* PROBLEM TO WORK ON:
With the line containing "Can you find the fence" as the first line and the last line of the records as the final one, reproduce that range exactly.

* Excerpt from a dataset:
# # #
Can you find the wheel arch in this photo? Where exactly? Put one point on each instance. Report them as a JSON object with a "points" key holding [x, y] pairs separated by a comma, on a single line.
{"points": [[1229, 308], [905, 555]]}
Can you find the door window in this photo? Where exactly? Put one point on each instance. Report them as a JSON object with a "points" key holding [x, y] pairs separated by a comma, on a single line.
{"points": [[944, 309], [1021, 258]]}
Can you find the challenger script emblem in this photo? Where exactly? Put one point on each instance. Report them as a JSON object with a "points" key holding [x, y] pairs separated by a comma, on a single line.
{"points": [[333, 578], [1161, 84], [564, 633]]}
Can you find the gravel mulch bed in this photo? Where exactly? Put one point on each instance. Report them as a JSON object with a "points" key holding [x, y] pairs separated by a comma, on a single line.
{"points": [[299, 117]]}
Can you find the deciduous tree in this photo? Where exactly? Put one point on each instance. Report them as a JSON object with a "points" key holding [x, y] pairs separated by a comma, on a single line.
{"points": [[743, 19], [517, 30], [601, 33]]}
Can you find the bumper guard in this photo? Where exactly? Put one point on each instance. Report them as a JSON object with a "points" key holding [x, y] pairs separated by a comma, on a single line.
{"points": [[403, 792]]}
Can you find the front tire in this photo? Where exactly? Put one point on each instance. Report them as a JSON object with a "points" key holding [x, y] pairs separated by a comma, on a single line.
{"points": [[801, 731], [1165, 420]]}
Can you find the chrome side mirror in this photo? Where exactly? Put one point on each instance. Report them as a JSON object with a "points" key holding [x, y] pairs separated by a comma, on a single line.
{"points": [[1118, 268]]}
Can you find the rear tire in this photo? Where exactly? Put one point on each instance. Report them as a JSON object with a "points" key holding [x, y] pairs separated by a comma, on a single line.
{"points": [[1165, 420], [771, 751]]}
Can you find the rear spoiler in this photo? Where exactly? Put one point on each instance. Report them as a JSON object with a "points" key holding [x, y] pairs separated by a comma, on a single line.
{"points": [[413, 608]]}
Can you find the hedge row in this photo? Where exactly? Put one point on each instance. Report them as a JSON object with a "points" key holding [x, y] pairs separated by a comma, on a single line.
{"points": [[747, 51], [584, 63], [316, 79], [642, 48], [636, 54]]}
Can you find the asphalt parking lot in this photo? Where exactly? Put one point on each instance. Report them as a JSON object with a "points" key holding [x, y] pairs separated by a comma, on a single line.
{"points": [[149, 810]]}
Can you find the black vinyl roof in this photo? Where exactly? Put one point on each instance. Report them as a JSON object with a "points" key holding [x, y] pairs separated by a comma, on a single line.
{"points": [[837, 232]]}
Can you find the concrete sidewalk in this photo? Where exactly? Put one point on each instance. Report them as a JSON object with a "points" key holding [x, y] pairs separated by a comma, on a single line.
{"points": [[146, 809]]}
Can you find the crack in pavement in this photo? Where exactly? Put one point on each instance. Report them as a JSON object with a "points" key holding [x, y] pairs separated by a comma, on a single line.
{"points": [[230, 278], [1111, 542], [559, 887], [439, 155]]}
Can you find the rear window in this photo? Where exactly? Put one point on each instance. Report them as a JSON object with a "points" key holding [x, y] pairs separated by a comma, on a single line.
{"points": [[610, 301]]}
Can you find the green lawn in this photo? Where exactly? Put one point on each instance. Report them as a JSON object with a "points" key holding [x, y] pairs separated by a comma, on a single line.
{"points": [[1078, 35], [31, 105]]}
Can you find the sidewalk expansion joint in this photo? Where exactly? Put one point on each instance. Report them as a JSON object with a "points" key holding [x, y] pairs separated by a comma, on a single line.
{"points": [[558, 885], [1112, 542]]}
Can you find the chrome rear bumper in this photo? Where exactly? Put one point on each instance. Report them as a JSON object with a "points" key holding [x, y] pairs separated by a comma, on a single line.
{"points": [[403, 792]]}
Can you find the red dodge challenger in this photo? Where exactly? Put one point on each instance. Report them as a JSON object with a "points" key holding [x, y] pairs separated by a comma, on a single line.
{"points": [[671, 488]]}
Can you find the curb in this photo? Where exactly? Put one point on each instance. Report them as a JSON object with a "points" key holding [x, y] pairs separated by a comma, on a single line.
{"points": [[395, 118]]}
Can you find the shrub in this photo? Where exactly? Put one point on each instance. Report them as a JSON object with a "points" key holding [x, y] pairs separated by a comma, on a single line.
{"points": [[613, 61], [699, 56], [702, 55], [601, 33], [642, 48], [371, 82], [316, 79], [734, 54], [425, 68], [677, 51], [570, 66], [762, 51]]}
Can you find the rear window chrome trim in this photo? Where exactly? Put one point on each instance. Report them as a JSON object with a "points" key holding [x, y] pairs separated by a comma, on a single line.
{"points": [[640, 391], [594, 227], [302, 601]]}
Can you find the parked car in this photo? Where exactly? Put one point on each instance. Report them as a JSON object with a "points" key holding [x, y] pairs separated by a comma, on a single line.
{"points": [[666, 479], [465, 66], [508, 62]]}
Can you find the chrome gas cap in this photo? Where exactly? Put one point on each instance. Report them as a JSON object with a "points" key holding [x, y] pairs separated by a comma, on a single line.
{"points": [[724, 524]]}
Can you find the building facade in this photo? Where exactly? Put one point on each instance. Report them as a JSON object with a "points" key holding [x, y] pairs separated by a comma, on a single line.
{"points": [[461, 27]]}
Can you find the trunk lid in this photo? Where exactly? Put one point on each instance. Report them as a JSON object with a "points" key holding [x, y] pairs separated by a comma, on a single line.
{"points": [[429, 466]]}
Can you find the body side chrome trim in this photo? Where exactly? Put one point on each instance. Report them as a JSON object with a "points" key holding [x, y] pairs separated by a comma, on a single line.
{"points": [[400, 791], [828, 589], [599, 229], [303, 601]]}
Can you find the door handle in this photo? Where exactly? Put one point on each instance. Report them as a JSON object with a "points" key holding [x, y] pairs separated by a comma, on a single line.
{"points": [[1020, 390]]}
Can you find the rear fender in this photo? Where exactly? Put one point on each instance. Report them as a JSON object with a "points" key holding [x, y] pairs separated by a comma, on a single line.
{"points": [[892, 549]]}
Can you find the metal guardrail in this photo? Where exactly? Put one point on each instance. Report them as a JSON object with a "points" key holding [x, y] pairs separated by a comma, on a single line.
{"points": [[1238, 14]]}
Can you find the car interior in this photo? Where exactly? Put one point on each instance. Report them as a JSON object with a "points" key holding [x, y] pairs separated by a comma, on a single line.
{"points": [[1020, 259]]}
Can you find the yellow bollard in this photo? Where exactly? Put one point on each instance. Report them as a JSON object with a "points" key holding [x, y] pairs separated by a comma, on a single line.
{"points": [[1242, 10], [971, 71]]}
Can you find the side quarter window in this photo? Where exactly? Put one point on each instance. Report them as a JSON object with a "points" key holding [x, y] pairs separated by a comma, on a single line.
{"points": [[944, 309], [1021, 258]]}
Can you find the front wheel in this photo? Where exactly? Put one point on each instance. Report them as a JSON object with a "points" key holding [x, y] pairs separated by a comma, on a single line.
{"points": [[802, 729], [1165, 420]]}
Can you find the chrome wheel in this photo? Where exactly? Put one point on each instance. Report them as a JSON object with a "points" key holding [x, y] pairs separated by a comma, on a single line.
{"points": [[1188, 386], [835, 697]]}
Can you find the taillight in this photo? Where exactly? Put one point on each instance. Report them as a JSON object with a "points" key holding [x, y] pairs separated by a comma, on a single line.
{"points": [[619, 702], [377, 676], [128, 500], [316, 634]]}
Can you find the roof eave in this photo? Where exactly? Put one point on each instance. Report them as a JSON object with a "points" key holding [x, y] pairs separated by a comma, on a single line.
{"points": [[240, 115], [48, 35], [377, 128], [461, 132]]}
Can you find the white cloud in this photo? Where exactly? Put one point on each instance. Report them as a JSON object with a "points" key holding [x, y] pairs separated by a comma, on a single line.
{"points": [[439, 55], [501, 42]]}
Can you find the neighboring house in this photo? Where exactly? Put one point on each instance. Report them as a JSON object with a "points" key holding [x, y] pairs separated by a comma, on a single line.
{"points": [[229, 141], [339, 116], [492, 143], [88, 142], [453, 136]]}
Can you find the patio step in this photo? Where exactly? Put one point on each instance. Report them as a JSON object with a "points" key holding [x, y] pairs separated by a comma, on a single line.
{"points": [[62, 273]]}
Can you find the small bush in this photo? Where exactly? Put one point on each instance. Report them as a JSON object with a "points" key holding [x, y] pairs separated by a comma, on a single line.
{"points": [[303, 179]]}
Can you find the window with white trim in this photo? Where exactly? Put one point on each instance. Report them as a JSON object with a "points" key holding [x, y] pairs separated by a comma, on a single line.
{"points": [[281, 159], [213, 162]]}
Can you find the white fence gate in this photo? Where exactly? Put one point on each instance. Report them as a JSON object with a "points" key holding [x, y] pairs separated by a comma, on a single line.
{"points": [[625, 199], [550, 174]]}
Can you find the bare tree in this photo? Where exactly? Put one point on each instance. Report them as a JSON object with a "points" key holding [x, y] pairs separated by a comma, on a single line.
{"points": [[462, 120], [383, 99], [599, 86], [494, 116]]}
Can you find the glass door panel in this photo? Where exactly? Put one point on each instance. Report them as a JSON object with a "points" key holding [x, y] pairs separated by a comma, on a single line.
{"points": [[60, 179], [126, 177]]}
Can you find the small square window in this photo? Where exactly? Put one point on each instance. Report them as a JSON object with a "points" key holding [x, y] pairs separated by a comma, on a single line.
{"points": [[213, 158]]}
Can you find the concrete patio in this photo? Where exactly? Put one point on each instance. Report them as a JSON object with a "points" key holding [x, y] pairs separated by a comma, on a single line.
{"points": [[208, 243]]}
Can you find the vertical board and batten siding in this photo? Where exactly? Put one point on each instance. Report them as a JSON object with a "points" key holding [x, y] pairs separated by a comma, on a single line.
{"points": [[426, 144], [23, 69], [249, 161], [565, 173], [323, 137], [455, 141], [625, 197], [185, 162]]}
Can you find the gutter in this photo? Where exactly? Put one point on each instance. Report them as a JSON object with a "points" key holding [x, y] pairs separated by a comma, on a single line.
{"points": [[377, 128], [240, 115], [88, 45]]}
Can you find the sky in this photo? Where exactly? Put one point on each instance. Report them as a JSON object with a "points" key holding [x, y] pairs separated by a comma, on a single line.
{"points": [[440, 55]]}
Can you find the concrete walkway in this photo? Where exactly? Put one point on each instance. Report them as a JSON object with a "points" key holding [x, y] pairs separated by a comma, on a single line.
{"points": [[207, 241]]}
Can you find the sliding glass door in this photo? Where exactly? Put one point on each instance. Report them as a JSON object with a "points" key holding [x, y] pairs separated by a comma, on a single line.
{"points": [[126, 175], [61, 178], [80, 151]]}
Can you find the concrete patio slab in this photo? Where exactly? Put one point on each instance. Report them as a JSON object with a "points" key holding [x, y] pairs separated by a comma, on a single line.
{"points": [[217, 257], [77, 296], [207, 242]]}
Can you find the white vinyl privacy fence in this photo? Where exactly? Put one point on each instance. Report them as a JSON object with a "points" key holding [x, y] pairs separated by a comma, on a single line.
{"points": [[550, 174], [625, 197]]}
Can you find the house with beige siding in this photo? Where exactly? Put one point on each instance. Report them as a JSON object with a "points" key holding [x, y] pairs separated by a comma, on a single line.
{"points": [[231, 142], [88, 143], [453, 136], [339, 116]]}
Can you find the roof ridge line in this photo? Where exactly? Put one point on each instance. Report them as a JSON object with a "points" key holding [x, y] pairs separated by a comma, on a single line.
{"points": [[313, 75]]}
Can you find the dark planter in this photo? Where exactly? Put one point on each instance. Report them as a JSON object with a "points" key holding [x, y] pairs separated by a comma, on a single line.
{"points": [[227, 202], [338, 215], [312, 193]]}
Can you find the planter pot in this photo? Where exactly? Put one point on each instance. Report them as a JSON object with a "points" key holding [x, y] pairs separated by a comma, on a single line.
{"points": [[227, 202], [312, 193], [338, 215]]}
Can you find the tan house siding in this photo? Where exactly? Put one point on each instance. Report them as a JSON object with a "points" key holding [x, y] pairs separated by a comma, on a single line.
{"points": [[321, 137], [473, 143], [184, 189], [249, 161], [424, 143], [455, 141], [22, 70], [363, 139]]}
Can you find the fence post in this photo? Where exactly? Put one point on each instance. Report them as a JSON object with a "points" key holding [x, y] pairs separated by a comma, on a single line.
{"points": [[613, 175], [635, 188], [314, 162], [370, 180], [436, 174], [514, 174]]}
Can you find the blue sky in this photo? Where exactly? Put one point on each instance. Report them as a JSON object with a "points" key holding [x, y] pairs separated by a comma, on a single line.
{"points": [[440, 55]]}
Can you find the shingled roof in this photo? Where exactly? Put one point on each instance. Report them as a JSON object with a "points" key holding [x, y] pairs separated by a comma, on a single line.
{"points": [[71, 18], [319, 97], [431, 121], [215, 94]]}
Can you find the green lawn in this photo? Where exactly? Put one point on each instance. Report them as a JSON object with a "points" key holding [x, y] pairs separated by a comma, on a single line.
# # #
* WORKED SOLUTION:
Can you find the fence post in this photo? Where exactly? Put one point on each instance. Report them as a JSON object with a "points" key holding [x, y] pairs separated by a comma, on a single line.
{"points": [[613, 175], [635, 188], [314, 162], [370, 180], [436, 174], [514, 174]]}
Can you find the blue sky in this photo? Where exactly? Put one point on each instance. Report them as a JSON object with a "points" key holding [x, y] pairs separated by a comma, on a single line.
{"points": [[440, 55]]}
Can you find the shingled roof in this photo? Where exactly? Put one point on each instance. Report them as a JSON object with a "points" key holding [x, y] pairs separated by a comma, on a single line.
{"points": [[71, 18], [319, 97], [431, 121], [215, 94]]}
Can you find the green lawn in this photo? Where exactly? Put one point on each instance. Report them as a JSON object with a "points" key holding [x, y] pairs separated by a comma, on a single line.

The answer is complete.